(Natural language region descriptions)
━━━━━━━━━━━━━━━━━━━━━━━━━━━━━━
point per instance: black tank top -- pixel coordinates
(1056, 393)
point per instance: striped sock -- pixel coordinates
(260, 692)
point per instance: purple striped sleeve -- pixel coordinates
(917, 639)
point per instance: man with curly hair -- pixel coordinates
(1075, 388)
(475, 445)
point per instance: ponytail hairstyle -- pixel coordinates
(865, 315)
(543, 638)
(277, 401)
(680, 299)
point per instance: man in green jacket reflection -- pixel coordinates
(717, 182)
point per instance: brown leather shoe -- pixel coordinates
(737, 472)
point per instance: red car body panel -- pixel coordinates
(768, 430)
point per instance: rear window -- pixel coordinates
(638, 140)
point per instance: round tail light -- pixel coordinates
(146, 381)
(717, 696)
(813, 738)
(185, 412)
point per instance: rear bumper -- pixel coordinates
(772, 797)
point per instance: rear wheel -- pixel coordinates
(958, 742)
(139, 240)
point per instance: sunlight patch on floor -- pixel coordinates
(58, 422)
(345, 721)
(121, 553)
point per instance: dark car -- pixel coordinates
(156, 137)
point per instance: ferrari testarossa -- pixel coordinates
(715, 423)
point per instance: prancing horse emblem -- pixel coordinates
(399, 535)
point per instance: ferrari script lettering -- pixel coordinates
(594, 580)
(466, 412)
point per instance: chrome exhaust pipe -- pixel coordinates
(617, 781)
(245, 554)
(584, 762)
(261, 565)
━━━━━━━━━━━━━━━━━━━━━━━━━━━━━━
Would you copy out exactly the lines from the one holding "point per instance: prancing" through the end of the entries above, both ends included?

ANSWER SECTION
point per instance: prancing horse emblem -- pixel coordinates
(399, 535)
point per instance: ferrari script lettering -- pixel coordinates
(594, 580)
(466, 412)
point per instance: chrome exhaust pipe -- pixel coordinates
(617, 781)
(245, 554)
(584, 762)
(261, 565)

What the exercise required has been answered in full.